--- Written problem ---
Continue the text about the 2020 Porsche 718 Spyder, starting right after its last sentence.

--- Text provided ---
** start **

But until then, that manual makes for a hugely engaging and immersive driving experience. It's helped with the detailed steering feel, massive grip, huge chassis balance and poise, as well as the enthusiastic response from the 4.0-liter non-turbo flat-six engine. The engine's ample low-rev torque helps mask the lengthy ratios in the transmission, which are the only slight negative in the Spyder and GT4's makeup. Those long gears remain a small blemish, and, says Porsche, are a technical necessity to allow the Spyder and GT4 to pass global economy and emissions regulations. It's a price we're happy to pay to have such an engaging, involving driver's car on the road.

2020 Porsche 718 Spyder

What else should I know?

That lightweight roof does require a bit of manual labor to stow, so you'll need to be parked to do so. It's thin, too, which means even when it's up you're still a lot closer to the sounds around and from the car. But it's not a hardship, considering that the 4.0-liter flat-six's melodious, characterful boxer tones are something to be savored. Having the correct engine singing behind you in the Spyder, rather than the somewhat muted and uncultured noise from the 718 Boxster models' turbocharged flat-fours, is reason enough to buy it.

** end **

--- Data listing ---
** start **

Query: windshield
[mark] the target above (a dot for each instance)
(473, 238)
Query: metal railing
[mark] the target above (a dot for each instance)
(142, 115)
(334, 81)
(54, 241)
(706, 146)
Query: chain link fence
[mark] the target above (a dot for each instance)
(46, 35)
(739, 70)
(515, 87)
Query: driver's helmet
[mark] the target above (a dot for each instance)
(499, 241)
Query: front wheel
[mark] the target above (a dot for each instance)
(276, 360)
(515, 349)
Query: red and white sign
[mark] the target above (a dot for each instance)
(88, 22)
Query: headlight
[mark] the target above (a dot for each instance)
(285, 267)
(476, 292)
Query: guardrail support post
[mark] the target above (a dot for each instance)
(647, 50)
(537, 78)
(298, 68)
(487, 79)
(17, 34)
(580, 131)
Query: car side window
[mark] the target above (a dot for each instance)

** end **

--- Expected answer ---
2020 Porsche 718 Spyder

Edmunds says

All the fanfare will inevitably be centered around the Cayman GT4 model during the launch phase because of what came before it. But now that the Spyder is the GT4's equal, it really shouldn't be ignored. Indeed, it's now the purer driving car, as opening up the roof only adds to the hugely thrilling driving experience. That it's cheaper only adds to its appeal. Offer us the keys to both and it's the Spyder's we'd grab, and we don't think we'll be alone in that.